• Instructions for the task: Restate the lines of the material below word for word, from the first through the one containing "Target: boy's smiling face", and include nothing else; pictures stay out.

• Data for this exercise:

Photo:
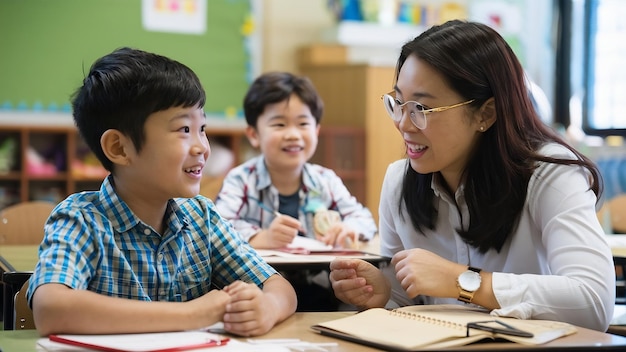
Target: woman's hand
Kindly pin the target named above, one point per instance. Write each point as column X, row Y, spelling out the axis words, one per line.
column 421, row 272
column 359, row 283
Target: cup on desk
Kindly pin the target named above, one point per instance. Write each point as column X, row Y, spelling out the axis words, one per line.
column 324, row 219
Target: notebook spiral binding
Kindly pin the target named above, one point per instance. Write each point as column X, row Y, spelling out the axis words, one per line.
column 426, row 319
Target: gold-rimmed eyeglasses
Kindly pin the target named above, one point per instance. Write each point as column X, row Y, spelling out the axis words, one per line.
column 497, row 327
column 417, row 112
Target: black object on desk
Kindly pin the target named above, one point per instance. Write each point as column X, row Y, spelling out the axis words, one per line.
column 12, row 281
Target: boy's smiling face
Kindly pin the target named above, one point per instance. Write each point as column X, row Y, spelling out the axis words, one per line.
column 286, row 132
column 171, row 160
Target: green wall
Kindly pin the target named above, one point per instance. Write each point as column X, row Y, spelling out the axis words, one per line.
column 47, row 45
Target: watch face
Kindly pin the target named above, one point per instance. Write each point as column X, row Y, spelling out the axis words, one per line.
column 469, row 281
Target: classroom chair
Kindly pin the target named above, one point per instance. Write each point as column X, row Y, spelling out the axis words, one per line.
column 17, row 314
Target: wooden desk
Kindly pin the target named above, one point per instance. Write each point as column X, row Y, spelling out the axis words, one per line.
column 18, row 257
column 298, row 326
column 286, row 261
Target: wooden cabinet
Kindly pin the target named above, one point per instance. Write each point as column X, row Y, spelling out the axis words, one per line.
column 351, row 94
column 340, row 149
column 51, row 162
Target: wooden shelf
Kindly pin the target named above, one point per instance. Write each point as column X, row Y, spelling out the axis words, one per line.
column 351, row 95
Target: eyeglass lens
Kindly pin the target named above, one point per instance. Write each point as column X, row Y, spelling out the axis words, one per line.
column 396, row 110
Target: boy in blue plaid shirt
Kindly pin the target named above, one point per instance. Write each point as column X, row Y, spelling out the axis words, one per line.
column 146, row 253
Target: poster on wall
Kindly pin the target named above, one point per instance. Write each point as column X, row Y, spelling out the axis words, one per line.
column 176, row 16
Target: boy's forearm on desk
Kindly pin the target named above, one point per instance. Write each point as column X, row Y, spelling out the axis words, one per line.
column 58, row 309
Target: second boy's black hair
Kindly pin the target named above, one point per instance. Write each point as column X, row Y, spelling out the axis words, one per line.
column 123, row 88
column 274, row 87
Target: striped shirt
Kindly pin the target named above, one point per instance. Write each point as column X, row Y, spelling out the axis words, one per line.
column 93, row 241
column 249, row 200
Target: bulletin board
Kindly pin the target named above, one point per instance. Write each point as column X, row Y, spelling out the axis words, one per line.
column 46, row 47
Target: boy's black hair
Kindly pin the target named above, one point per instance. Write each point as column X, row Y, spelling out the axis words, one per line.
column 274, row 87
column 123, row 88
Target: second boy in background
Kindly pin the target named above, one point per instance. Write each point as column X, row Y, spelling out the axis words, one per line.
column 272, row 198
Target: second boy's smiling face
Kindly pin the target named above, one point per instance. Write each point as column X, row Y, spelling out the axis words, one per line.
column 286, row 132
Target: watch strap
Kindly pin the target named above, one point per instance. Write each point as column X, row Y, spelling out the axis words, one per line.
column 464, row 295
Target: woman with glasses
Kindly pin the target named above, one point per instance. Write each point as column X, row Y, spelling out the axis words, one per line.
column 490, row 207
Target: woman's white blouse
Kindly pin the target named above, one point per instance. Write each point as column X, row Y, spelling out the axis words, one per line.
column 556, row 265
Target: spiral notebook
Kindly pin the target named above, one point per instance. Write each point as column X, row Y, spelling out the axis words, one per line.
column 438, row 326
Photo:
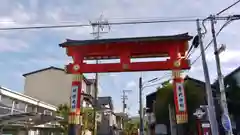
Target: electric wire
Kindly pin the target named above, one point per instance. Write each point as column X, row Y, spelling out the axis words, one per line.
column 88, row 25
column 208, row 45
column 225, row 9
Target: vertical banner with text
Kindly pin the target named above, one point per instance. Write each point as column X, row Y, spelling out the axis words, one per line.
column 179, row 98
column 75, row 99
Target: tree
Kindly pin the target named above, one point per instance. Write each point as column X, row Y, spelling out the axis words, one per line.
column 194, row 96
column 87, row 117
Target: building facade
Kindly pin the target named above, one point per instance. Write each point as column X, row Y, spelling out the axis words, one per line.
column 52, row 85
column 18, row 111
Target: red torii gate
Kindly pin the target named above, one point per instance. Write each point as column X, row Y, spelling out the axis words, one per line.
column 174, row 47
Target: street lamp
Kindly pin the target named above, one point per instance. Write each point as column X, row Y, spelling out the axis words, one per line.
column 141, row 87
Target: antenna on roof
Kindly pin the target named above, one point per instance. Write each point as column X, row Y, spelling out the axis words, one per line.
column 99, row 27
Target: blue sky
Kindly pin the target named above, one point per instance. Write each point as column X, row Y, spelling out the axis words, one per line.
column 23, row 51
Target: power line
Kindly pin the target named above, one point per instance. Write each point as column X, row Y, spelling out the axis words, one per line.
column 208, row 45
column 225, row 9
column 109, row 23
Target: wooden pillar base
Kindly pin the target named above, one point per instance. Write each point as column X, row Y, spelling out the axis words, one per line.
column 74, row 129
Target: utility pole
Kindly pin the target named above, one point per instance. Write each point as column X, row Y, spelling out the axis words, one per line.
column 211, row 108
column 100, row 25
column 141, row 128
column 220, row 76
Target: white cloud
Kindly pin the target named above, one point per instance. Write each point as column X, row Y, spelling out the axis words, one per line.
column 12, row 45
column 131, row 84
column 229, row 56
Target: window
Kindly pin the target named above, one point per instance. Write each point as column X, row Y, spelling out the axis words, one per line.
column 6, row 101
column 47, row 112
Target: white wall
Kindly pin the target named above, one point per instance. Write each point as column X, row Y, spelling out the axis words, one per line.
column 52, row 86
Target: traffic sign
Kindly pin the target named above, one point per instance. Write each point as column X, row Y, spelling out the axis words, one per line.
column 226, row 122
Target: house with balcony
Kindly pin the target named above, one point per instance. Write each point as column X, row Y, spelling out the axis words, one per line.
column 52, row 85
column 109, row 123
column 20, row 114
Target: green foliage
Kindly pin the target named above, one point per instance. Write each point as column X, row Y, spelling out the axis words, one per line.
column 233, row 95
column 194, row 97
column 88, row 118
column 63, row 111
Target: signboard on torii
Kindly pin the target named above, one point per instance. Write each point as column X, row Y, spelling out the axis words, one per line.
column 174, row 47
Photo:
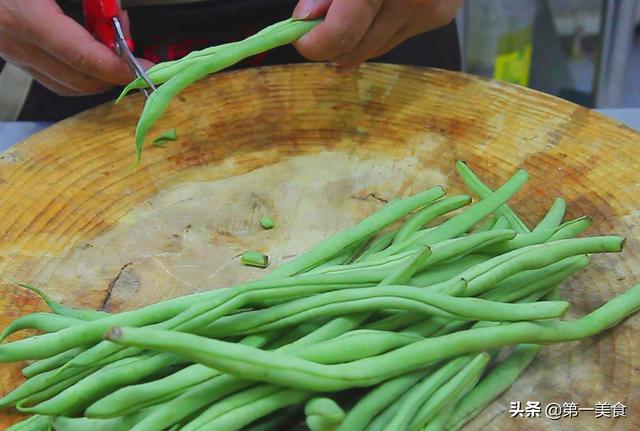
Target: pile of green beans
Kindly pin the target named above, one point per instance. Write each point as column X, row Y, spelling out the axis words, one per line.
column 171, row 77
column 402, row 322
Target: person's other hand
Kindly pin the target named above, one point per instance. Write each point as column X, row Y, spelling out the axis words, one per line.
column 356, row 30
column 36, row 36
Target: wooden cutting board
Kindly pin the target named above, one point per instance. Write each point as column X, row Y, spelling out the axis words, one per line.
column 317, row 149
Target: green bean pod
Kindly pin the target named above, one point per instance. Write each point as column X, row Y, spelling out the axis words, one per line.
column 44, row 322
column 277, row 368
column 429, row 213
column 498, row 380
column 323, row 414
column 450, row 392
column 425, row 389
column 32, row 423
column 478, row 187
column 158, row 100
column 56, row 307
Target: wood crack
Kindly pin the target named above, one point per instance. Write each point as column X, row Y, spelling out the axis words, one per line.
column 111, row 285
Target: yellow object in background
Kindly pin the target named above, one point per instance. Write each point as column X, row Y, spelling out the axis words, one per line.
column 513, row 61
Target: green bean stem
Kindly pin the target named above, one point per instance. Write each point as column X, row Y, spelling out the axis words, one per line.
column 272, row 367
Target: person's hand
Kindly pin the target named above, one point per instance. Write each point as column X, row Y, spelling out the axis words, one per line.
column 36, row 36
column 356, row 30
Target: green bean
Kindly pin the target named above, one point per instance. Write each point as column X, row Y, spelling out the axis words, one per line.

• Result below:
Photo:
Target: woman's hand
Kindly pin the target named above, one point per instance. Write each point as column X, row Y, spelling out the axis words, one per line.
column 421, row 272
column 359, row 283
Target: cup on desk
Kindly pin the target named above, one point per instance. Write each point as column X, row Y, spelling out the axis words, one per line.
column 324, row 219
Target: notebook spiral binding
Kindly pin the target named above, one point per instance. Write each point as column X, row Y, spelling out the axis words, one per line.
column 426, row 319
Target: gold-rimmed eyeglasses
Kindly pin the target named above, one point per instance. Write each point as column X, row Y, spelling out the axis words, one per line.
column 497, row 327
column 417, row 112
Target: black object on desk
Kindly pin the target named above, one point per instance. Write each point as column X, row Y, spelling out the axis words, one per line.
column 12, row 281
Target: boy's smiling face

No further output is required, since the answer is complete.